GIVEN DATA:
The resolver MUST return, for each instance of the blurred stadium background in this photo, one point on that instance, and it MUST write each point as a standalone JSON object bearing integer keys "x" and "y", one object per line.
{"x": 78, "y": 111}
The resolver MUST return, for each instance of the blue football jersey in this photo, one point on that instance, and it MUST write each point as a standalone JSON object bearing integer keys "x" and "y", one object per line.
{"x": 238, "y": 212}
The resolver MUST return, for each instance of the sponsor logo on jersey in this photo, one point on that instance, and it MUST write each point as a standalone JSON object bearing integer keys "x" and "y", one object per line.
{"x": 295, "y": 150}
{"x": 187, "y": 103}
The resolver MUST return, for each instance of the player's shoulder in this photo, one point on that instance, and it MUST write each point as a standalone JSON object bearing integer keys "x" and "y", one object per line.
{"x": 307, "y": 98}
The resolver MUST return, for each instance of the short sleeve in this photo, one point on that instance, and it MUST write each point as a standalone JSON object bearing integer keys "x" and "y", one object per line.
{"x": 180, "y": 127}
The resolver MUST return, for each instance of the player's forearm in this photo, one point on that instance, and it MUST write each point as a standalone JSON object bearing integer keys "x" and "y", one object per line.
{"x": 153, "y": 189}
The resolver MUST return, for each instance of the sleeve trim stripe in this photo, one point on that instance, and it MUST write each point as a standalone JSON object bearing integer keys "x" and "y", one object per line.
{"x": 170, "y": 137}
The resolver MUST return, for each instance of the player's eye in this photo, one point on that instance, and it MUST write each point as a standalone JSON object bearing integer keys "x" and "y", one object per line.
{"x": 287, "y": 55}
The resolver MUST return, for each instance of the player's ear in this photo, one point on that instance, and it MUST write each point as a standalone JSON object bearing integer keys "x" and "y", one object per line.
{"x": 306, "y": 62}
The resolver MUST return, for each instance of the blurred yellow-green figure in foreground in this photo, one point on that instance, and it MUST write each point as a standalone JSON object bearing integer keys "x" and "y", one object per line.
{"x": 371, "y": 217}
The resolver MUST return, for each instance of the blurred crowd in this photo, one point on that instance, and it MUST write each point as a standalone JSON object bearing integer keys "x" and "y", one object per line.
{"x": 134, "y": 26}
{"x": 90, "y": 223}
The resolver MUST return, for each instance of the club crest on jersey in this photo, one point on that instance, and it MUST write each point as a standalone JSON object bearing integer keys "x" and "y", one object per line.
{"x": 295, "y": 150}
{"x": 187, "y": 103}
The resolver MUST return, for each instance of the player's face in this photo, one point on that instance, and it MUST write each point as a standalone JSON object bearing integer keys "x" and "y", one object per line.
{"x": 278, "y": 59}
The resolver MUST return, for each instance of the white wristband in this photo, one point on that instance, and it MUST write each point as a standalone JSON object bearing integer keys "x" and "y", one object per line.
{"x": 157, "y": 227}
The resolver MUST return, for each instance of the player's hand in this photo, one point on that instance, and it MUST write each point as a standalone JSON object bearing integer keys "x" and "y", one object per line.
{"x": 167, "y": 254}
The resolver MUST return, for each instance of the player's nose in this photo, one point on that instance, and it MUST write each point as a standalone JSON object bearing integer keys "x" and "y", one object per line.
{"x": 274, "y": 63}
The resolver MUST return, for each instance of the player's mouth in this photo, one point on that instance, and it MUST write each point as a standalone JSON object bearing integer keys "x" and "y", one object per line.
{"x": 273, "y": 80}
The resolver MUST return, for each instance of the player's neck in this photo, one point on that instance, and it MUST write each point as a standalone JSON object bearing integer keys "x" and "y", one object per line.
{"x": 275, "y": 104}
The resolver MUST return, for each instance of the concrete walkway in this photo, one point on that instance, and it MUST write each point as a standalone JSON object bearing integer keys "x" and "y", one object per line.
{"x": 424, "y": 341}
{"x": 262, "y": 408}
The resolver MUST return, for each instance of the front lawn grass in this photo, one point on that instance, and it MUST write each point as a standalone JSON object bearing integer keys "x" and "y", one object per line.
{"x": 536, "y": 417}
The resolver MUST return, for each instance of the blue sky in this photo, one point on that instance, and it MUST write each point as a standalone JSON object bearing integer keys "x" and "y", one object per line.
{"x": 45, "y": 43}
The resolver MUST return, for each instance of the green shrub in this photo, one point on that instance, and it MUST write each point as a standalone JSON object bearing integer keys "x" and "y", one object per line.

WHAT THE TASK ASKS:
I need all of the records above retyped exactly, please.

TASK OUTPUT:
The resolver MUST return, for each instance of the blurred stadium background in this photo, one point on that instance, and it MUST write each point as a standalone JSON object bearing integer keys "x" and "y", one object per line.
{"x": 78, "y": 111}
The resolver MUST return, for each instance of the blue football jersey in this photo, one point on that instance, and it MUST write each point as a standalone JSON object bearing integer keys "x" and "y", one object per line.
{"x": 238, "y": 212}
The resolver MUST return, for each instance of the sponsor logo on jersey in this photo, one point on that instance, and it MUST write each point as a standalone JSON object bearing integer keys "x" and "y", one object per line.
{"x": 295, "y": 150}
{"x": 187, "y": 103}
The resolver MUST return, for each instance of the player's shoulder in this photo, one point on that instance, and it MUST write each point as a standalone JSON object bearing integer keys "x" and "y", one object per line.
{"x": 307, "y": 98}
The resolver MUST return, for each instance of the short sleeve in this photo, one point on that instance, and it MUST write each point as a standalone JSON object bearing integer keys "x" and "y", one object per line.
{"x": 180, "y": 127}
The resolver MUST return, for each instance of the player's forearm in this photo, one point on that instance, and it MUST write each point as a standalone JSON object bearing integer keys "x" and "y", one object per line.
{"x": 153, "y": 189}
The resolver MUST return, for each instance of the sleeve trim stripe in this photo, one point on that instance, and it MUST write each point as a standalone JSON object bearing integer keys "x" and "y", one object per line.
{"x": 170, "y": 137}
The resolver MUST return, for each instance of the player's eye in this photo, one point on that instance, and it MUST write each point as a standalone JSON object bearing integer keys "x" and "y", one object per line.
{"x": 287, "y": 55}
The resolver MUST return, for each instance of the player's ear in this photo, one point on that instance, and it MUST write each point as a standalone JSON object bearing integer keys "x" and "y", one object per line.
{"x": 306, "y": 62}
The resolver MUST return, for each instance of the blurred yellow-green figure in foreground in this photo, one point on that instance, and it MUST write each point as a standalone JSON object bearing integer keys "x" and "y", one object per line.
{"x": 371, "y": 217}
The resolver MUST return, for each instance of the blurred crowd in this photo, one point on that instance, and it MUST write each point as a standalone JSON object bearing integer keys "x" and "y", one object per line.
{"x": 134, "y": 26}
{"x": 90, "y": 223}
The resolver MUST return, for each instance of the club crest on jersey in this photo, one point on that instance, and it MUST write each point as a standalone JSON object bearing integer keys "x" and "y", one object per line.
{"x": 295, "y": 150}
{"x": 187, "y": 103}
The resolver MUST return, for each instance of the player's face in this photo, one point on that instance, and it MUST write each point as a standalone JSON object bearing integer keys "x" and "y", one object per line.
{"x": 278, "y": 59}
The resolver MUST return, for each instance of the white wristband in this photo, one point on that instance, and it MUST write each point as a standalone JSON object bearing integer keys "x" and "y", one object per line.
{"x": 157, "y": 227}
The resolver MUST return, for each instance of the player's hand in this photo, one point on that instance, and it MUST write each point as a standalone JSON object bearing integer keys "x" and "y", one object per line.
{"x": 167, "y": 254}
The resolver MUST return, for each instance of the player's nose in this photo, one point on that instance, and it MUST write each point as a standalone JSON object bearing integer keys "x" and "y", one object per line.
{"x": 274, "y": 63}
The resolver MUST return, for each instance of the player's mouth in this photo, one point on that instance, and it MUST write each point as a standalone JSON object bearing integer keys "x" and "y", one object per line.
{"x": 273, "y": 80}
The resolver MUST return, for each instance of the player's neck in this photo, one point on that instance, and it MUST write each point as a standalone JSON object bearing integer keys "x" and "y", one object per line.
{"x": 275, "y": 104}
The resolver MUST return, for each instance of the concrete walkway in this photo, one point on that instance, and it MUST write each point as a standalone JSON object bearing integer keys "x" and "y", one object per line.
{"x": 424, "y": 341}
{"x": 262, "y": 408}
The resolver MUST return, for each instance of the front lawn grass in this photo, one point on that instance, and it MUST write each point as a standalone JSON object bearing integer keys "x" and "y", one object per line.
{"x": 536, "y": 417}
The resolver MUST return, for each instance of the blue sky in this photo, one point on that instance, and it MUST write each point as a standalone JSON object bearing integer keys "x" and "y", one object per line.
{"x": 45, "y": 43}
The resolver MUST return, for each instance of the green shrub in this photo, one point on that instance, and it MUST write each point as a standalone JSON object bearing integer keys "x" and "y", one object per line.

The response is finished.